(Task instructions): Copy out each line of the data below that contains the word "hair". Case counts.

— BEGIN —

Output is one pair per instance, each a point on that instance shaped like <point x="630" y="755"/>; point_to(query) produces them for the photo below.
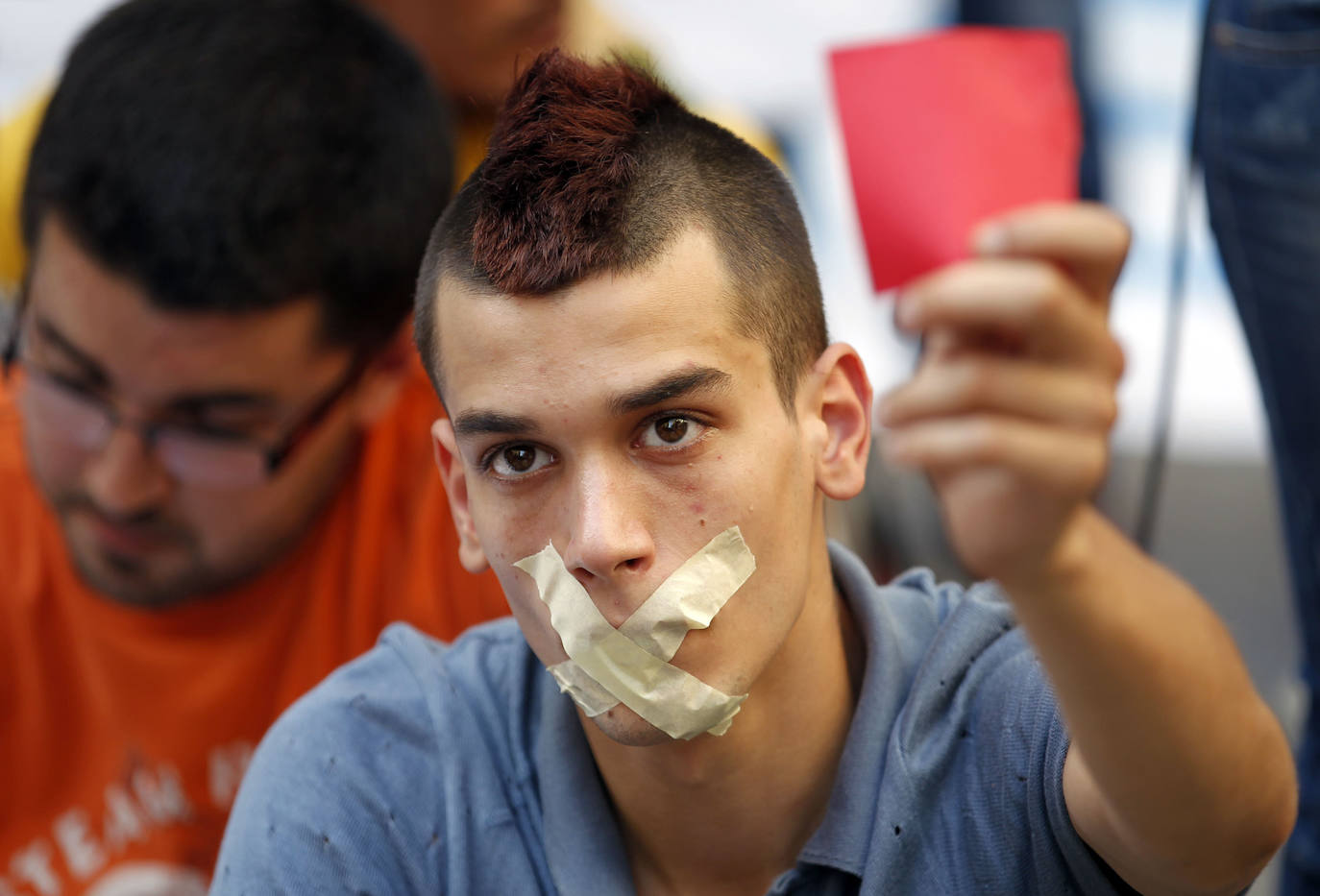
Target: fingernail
<point x="990" y="239"/>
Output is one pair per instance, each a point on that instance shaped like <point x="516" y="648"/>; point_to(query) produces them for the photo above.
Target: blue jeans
<point x="1259" y="133"/>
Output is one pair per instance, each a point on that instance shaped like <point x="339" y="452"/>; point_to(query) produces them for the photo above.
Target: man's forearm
<point x="1193" y="786"/>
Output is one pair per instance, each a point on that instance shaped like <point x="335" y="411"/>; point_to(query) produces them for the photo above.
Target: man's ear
<point x="470" y="552"/>
<point x="385" y="374"/>
<point x="841" y="402"/>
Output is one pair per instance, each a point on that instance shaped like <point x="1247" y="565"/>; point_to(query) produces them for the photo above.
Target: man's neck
<point x="727" y="814"/>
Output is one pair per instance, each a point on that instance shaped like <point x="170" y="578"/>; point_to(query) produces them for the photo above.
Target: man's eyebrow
<point x="701" y="379"/>
<point x="190" y="404"/>
<point x="201" y="402"/>
<point x="88" y="364"/>
<point x="486" y="423"/>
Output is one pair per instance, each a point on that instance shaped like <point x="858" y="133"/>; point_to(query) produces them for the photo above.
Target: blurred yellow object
<point x="16" y="136"/>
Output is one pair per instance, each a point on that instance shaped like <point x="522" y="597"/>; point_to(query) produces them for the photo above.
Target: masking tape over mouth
<point x="630" y="666"/>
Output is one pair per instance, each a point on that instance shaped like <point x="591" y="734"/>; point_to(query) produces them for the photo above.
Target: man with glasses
<point x="215" y="482"/>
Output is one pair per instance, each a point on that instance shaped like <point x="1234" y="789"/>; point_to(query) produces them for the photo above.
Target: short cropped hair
<point x="599" y="168"/>
<point x="236" y="155"/>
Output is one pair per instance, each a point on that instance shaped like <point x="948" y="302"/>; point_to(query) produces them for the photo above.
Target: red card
<point x="948" y="130"/>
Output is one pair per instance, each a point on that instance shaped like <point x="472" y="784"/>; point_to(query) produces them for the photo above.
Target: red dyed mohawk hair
<point x="560" y="166"/>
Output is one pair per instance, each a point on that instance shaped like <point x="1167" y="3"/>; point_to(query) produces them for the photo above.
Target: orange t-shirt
<point x="123" y="733"/>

— END —

(Output):
Target: short cropped hair
Target: red dyed mohawk hair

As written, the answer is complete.